- [Data excerpts]
---

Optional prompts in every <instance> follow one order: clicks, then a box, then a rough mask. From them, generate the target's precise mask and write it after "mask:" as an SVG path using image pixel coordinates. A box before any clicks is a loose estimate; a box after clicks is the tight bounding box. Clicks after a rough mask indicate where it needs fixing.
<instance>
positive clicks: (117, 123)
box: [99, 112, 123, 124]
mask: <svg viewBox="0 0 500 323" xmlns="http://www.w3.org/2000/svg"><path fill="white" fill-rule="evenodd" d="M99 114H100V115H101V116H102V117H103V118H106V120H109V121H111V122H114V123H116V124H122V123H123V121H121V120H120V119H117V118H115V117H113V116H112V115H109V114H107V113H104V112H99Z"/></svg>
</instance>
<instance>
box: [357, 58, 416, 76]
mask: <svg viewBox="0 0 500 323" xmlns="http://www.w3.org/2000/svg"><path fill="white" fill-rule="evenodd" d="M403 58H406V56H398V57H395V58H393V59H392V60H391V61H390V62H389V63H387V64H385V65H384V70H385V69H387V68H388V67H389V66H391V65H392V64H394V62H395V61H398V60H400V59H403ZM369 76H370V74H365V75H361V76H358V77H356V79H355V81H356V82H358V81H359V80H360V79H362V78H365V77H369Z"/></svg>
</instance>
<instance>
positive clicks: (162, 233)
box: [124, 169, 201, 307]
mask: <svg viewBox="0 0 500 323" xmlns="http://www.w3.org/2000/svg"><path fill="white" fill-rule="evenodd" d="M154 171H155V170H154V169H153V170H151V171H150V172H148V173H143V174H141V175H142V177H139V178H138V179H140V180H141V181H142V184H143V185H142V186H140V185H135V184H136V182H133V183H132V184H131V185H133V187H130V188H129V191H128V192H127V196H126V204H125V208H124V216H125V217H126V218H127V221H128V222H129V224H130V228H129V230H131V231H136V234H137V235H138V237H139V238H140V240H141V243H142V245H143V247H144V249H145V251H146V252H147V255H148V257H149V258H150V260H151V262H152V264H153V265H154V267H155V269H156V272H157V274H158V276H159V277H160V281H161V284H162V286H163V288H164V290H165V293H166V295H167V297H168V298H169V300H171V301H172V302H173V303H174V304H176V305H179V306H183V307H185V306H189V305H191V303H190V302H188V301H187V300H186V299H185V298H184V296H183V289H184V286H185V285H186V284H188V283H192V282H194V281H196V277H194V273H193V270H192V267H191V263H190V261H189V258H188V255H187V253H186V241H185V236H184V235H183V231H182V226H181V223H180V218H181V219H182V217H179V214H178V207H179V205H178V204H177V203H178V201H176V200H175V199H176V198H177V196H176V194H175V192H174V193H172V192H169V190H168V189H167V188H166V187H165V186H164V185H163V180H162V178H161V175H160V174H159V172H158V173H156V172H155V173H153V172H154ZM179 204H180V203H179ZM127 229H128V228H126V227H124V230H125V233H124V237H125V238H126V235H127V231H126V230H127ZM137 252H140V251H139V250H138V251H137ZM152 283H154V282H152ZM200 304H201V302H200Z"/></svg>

---

- [Work to complete] Lines that contain "positive" are the result; find them in the entries above and copy each one.

- [Task result]
positive clicks: (117, 123)
positive clicks: (162, 233)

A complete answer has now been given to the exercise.